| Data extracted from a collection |
_ _ _ _

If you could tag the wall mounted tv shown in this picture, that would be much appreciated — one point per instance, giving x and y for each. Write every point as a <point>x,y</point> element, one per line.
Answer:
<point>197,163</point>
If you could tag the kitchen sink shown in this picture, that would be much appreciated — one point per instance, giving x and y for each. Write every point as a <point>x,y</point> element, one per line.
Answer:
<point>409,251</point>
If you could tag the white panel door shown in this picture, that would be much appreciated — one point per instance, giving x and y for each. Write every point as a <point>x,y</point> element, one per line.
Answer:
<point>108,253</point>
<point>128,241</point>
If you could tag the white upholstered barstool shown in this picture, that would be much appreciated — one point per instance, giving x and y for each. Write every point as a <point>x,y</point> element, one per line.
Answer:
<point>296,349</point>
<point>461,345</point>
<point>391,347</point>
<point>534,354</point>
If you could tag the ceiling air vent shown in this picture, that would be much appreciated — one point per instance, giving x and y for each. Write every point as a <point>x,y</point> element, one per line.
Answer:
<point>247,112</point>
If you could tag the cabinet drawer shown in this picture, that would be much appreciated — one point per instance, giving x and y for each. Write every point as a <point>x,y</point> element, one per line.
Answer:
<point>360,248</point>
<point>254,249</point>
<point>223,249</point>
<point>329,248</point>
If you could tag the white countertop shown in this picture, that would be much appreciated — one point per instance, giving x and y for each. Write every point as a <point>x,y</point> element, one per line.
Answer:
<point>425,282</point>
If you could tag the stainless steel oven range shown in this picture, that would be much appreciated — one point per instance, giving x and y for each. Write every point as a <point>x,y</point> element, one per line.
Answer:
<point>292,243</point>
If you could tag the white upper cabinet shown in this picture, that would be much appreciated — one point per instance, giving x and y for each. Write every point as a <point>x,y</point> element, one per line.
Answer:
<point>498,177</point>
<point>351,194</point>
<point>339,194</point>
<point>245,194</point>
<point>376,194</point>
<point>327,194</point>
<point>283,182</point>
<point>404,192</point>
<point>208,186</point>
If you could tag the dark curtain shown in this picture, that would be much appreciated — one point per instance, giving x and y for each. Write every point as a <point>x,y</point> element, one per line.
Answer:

_ _ _ _

Reproduce all of the items above, substituting "visible in this picture" for every occurrence of "shown in this picture" and leaving everything else unchanged.

If you could tag the wall mounted tv visible in this picture, that would be much appreciated — one point per instance, giving x and y for each. Write every point as a <point>x,y</point> element, one per line.
Answer:
<point>197,163</point>
If you could tag the kitchen sink visible in this picture, that would be much appreciated — one point per instance, giving x and y for each. Write every point as a <point>x,y</point> element, one per line.
Answer:
<point>409,251</point>
If you could tag the white panel door visible in this picture, that would be much appreciated — one point per instance, giving x and y for each. Write every point as a <point>x,y</point> element, one per line.
Answer:
<point>108,253</point>
<point>128,241</point>
If you could tag the white upholstered barstool visible in this picture, that would be much appreciated — one point per instance, giving x and y for each. Write every point as a <point>x,y</point> element, one per line.
Answer:
<point>296,349</point>
<point>461,345</point>
<point>391,347</point>
<point>534,354</point>
If you could tag the ceiling air vent visible in this picture, that would be much appreciated — one point per instance, giving x and y for each. Write every point as a <point>x,y</point> element, one per line.
Answer:
<point>247,112</point>
If you could tag the cabinet drawer visible in this picture, that would be much appreciated — one point per instance, giving x and y for each. Write every point as a <point>x,y</point> element, one per line.
Answer:
<point>360,248</point>
<point>254,249</point>
<point>223,249</point>
<point>329,248</point>
If you could tag the white countertop visible in this picture, that would be much appreciated — one point per instance, giving x and y for each. Write every point as a <point>x,y</point> element, one per line.
Answer:
<point>425,282</point>
If you could tag the stainless steel oven range visible in this picture, that would be much appreciated — one point per instance, giving x and y for each. Write every point as a <point>x,y</point> element, one per line.
Answer:
<point>292,243</point>
If you could tag the white upper cabinet visible in this picture, that would be much appreciated — one point per instance, giving x and y for each. Write every point as a <point>x,y</point> element, one per line.
Answer:
<point>498,177</point>
<point>351,194</point>
<point>339,194</point>
<point>245,194</point>
<point>376,194</point>
<point>327,194</point>
<point>283,182</point>
<point>404,192</point>
<point>208,186</point>
If you could tag the dark curtain visible in this picture, that would be much appreciated — one point per instance, giving x and y for each. Write every point as a <point>x,y</point> element, one per line.
Answer:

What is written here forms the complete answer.